- _TRECHO FORNECIDO_
Lixões cobertos. Nenhum outro termo define melhor os núcleos de triagem mantidos no Recife. Os galpões que acolhem os catadores que atuam em cooperativas – mesmo sob a tutela da prefeitura – subsistem em condições precárias. O drama dos carroceiros não se encerra nas ruas. Vai bem além dos perigos da noite e dos riscos de remexer o lixo alheio. Entra nos centros de triagem, que funcionam longe de um padrão aceitável. A realidade de desordem urbana e insalubridade foi relatada em pesquisa realizada dois anos atrás pela arquiteta Nadja Granja e ratificada na última semana pela reportagem do JC.

O levantamento de Nadja se baseou em visitas realizadas aos cinco núcleos apoiados pela Empresa de Manutenção e Limpeza Urbana (Emlurb): Associação O Verde é Nossa Vida, na Imbiribeira; Cooperativa da Torre, no bairro de mesmo nome; Cooperativa Esperança Viva, Cooperativa de Agentes de Gestão de Resíduos Sólidos (Coopagres) e Núcleo do Gusmão, todos em São José.

A pesquisadora encontrou nos locais uma série de problemas: carroças nas calçadas, lixo nas ruas, estrutura física deficiente, condições higiênicas inadequadas e presença de vetores de doenças. “A única diferença para os lixões é que nos núcleos de triagem não há chorume (líquido gerado pela decomposição de material) e urubus”, afirma.

A única diferença para os lixões é que nos núcleos de triagem não há chorume (líquido gerado pela decomposição de material) e urubus

arquiteta Nadja Granja

As mazelas saltam o relatório e se perpetuam no tempo. O Jornal do Commercio esteve no Esperança Viva e se deparou com um cenário que não recicla a dignidade humana. Descarta. Já na entrada da cooperativa, o retrato do descaso do poder público. A Rua do Peixoto, no bairro de São José, área central do Recife, virou depósito de lixo. Os caminhões da coleta seletiva despejam todo o material na via e nas calçadas. As carroças se amontoam. Veículos maiores ficam impedidos de transitar, como um ônibus, flagrado pela reportagem, que transportava garis e teve que dar meia-volta. Automóveis passam, mas pisando os entulhos. Crianças brincam entre as pilhas de papelão e plástico. Algumas ajudam num trabalho que é desumano até mesmo para os adultos.

[Entradas de dados extraídos]
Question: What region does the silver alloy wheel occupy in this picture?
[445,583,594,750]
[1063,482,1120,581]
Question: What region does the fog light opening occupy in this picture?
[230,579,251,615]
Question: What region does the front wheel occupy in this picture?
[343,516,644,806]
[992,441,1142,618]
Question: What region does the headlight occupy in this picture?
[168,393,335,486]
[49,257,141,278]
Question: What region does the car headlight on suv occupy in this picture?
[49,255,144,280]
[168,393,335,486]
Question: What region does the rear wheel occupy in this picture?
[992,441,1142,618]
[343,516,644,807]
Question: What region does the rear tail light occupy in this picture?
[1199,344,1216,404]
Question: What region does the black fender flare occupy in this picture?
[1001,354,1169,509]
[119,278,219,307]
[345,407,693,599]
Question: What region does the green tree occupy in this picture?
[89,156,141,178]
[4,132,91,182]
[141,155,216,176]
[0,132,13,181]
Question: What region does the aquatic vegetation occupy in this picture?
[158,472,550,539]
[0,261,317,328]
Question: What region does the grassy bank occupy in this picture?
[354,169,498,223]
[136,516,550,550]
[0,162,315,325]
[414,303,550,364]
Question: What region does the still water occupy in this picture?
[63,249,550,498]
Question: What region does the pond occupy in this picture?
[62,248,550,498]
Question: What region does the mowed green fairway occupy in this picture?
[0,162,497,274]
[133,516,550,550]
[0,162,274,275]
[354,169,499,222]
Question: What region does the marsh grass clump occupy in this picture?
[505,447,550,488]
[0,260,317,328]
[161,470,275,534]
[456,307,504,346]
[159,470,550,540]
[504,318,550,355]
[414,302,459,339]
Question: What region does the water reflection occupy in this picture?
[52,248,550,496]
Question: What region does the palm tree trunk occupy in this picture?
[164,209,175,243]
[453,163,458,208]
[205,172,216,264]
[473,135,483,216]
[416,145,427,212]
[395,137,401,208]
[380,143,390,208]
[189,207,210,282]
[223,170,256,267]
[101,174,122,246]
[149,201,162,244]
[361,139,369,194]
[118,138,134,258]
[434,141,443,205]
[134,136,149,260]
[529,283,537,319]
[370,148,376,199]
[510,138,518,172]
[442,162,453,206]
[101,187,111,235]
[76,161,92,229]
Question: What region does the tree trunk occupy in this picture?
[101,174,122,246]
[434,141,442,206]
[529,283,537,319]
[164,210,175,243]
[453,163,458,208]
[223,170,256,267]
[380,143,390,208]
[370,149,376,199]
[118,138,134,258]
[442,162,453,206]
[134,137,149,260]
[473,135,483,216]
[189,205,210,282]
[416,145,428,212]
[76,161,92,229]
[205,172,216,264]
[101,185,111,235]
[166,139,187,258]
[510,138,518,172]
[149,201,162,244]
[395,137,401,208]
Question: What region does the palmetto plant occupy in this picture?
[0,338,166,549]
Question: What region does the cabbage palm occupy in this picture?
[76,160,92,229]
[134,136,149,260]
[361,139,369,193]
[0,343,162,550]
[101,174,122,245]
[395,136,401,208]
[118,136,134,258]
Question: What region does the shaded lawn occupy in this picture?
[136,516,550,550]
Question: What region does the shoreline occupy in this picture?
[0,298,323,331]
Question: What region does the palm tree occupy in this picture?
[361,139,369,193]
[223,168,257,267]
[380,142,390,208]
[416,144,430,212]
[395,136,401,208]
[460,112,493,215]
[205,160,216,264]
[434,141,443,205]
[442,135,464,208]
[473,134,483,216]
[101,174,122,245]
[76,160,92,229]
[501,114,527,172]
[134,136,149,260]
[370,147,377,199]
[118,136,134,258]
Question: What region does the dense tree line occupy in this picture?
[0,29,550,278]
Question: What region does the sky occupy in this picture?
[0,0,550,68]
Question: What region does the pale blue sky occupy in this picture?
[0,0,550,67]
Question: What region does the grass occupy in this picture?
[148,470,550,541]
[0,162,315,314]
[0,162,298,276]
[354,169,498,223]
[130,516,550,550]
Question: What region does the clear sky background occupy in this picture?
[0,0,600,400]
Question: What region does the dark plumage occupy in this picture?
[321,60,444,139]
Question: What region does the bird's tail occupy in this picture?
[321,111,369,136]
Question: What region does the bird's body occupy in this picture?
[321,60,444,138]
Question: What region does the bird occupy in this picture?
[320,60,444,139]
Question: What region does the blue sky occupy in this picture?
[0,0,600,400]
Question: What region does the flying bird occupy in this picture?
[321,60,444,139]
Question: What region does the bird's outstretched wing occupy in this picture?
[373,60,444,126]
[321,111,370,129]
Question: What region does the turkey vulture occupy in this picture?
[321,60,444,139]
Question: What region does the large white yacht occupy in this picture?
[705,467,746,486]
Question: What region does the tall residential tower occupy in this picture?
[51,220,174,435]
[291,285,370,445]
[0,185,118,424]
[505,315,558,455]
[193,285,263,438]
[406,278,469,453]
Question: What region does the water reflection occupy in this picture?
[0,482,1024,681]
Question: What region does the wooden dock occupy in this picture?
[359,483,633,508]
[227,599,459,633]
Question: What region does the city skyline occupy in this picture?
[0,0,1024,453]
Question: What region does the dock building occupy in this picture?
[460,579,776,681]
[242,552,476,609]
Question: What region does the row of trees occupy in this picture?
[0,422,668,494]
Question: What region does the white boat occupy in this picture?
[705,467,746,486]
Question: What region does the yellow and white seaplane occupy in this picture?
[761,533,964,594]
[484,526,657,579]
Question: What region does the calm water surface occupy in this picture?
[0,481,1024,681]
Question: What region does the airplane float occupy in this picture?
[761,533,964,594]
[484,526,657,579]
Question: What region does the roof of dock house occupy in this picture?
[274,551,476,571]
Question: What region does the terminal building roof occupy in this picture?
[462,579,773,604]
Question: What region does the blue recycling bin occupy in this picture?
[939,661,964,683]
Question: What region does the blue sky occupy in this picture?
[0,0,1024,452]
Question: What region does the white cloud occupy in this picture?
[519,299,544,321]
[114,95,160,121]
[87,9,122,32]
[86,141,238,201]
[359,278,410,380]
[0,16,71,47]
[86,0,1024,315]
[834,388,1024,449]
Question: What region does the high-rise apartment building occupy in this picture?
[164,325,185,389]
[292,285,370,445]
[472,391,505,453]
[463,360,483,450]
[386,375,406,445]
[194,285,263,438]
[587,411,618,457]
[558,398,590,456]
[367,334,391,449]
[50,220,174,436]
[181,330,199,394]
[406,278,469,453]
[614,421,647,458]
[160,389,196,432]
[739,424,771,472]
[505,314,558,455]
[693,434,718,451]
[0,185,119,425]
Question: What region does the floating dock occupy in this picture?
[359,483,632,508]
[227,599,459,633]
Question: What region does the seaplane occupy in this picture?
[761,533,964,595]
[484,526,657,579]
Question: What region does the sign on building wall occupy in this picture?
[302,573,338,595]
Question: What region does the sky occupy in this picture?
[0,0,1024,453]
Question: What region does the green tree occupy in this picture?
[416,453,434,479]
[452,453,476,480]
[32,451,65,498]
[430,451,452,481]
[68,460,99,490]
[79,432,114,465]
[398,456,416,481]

- _O QUE SE ESPERA_
Extraia, sem nenhuma alteração, o trecho do texto sobre os núcleos de triagem do Recife que começa em "O levantamento de" e termina em "em São José.".

- _RESPOSTA DO EXERCÍCIO_
O levantamento de Nadja se baseou em visitas realizadas aos cinco núcleos apoiados pela Empresa de Manutenção e Limpeza Urbana (Emlurb): Associação O Verde é Nossa Vida, na Imbiribeira; Cooperativa da Torre, no bairro de mesmo nome; Cooperativa Esperança Viva, Cooperativa de Agentes de Gestão de Resíduos Sólidos (Coopagres) e Núcleo do Gusmão, todos em São José.